WHAT YOU HAVE TO DO: Please copy out all lines of the entries that contain the word "sidewalk".

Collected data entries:
────────────────

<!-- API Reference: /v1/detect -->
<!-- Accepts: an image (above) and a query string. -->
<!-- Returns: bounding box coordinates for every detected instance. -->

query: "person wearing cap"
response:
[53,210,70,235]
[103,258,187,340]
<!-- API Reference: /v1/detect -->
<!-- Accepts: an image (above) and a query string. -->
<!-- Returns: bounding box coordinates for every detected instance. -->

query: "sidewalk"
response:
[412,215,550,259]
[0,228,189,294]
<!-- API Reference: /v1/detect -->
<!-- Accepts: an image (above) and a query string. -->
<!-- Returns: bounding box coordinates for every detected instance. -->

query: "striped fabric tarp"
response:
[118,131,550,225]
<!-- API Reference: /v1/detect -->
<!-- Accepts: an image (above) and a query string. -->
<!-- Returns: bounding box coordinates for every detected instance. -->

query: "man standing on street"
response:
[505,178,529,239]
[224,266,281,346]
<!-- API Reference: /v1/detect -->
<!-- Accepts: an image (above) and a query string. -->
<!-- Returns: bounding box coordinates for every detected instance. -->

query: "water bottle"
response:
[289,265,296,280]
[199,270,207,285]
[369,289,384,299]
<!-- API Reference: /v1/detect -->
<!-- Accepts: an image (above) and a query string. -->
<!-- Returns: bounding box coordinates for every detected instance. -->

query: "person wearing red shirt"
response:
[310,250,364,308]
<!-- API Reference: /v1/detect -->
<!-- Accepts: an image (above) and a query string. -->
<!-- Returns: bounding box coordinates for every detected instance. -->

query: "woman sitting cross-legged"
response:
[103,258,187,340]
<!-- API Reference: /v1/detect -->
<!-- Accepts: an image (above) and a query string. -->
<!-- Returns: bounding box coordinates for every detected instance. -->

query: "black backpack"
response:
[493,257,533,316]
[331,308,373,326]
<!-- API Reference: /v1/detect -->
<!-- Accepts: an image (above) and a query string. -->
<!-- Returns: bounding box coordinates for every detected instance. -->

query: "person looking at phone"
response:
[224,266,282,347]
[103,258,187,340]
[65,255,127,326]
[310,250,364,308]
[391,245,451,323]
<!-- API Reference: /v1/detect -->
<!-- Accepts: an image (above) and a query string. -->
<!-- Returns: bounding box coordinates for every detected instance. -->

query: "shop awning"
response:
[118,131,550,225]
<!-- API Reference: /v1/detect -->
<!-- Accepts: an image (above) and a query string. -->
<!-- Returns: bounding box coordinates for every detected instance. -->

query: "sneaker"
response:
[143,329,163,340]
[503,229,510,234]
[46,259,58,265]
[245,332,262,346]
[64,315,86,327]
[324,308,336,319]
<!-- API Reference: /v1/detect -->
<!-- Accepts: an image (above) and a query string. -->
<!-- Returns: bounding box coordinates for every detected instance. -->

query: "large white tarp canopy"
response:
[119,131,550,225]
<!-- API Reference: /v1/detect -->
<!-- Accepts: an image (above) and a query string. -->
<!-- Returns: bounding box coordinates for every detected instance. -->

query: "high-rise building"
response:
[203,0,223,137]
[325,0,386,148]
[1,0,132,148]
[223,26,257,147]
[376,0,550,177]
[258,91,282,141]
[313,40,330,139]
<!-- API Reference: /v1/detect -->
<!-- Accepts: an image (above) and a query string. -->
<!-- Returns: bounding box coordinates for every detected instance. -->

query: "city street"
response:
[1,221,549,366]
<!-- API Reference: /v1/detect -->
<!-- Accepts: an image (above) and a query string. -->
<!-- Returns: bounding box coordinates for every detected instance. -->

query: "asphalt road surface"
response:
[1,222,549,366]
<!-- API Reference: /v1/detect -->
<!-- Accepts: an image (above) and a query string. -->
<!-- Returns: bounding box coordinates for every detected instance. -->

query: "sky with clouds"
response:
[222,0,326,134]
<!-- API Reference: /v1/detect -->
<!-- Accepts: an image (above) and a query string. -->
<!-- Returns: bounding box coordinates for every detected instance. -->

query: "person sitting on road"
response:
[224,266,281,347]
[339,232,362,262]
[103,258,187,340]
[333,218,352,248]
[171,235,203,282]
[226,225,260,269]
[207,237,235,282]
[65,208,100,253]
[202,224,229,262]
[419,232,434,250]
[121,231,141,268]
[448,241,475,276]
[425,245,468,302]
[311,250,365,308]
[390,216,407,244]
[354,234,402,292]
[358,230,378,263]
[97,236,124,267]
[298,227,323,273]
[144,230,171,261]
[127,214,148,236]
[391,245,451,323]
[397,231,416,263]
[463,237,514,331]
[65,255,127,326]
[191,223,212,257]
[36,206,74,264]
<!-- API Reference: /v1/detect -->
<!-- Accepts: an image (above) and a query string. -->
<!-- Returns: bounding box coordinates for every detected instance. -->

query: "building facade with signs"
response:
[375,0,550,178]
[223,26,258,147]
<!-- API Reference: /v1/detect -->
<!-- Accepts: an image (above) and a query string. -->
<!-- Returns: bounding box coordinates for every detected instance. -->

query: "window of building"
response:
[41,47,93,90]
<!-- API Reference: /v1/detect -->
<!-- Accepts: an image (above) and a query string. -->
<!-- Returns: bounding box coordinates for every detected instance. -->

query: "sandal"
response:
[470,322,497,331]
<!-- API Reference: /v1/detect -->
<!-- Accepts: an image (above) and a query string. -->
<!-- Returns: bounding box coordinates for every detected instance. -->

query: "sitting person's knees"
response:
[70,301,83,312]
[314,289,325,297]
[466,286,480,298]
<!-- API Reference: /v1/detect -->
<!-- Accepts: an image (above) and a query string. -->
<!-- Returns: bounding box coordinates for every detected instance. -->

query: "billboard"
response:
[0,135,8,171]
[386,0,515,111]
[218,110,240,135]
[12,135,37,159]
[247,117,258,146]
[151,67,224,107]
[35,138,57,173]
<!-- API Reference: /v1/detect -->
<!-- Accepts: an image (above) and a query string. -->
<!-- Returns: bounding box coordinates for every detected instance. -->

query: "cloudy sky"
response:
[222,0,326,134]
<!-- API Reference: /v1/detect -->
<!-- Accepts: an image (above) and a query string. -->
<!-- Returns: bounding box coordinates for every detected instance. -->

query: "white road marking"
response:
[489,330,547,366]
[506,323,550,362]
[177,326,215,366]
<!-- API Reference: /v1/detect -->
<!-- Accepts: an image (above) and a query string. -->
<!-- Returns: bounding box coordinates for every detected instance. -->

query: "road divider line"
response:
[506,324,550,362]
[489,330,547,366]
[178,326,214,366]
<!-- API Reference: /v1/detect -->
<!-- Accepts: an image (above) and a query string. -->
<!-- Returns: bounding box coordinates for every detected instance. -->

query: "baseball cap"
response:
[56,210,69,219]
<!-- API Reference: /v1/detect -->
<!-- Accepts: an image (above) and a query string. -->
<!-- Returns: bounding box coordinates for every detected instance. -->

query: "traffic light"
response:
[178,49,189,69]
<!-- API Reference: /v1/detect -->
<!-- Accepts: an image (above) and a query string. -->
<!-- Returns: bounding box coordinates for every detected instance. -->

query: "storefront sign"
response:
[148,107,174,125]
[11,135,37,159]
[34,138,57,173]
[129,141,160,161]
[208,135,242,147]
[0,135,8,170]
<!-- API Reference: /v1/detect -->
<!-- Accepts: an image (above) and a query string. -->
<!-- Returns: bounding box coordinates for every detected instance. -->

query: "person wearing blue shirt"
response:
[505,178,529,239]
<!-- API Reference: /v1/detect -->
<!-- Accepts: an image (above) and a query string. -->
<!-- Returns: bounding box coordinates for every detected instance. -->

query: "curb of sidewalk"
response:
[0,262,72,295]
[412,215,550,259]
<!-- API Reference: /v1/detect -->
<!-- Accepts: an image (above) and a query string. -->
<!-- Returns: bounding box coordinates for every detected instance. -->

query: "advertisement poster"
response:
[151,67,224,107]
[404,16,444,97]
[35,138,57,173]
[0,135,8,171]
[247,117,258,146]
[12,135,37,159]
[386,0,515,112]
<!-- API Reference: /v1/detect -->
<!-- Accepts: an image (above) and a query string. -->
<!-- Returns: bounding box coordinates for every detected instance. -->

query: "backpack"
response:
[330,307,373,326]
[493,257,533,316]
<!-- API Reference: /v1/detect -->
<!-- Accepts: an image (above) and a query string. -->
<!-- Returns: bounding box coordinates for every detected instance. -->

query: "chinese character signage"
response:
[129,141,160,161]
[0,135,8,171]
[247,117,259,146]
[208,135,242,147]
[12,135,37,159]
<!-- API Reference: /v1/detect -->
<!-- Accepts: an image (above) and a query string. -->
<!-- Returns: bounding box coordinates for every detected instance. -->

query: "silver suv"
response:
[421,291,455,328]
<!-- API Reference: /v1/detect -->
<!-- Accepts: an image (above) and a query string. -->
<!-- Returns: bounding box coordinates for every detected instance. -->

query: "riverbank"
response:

────────────────

RESPONSE TO THE TASK:
query: "sidewalk"
query: "curb of sidewalk"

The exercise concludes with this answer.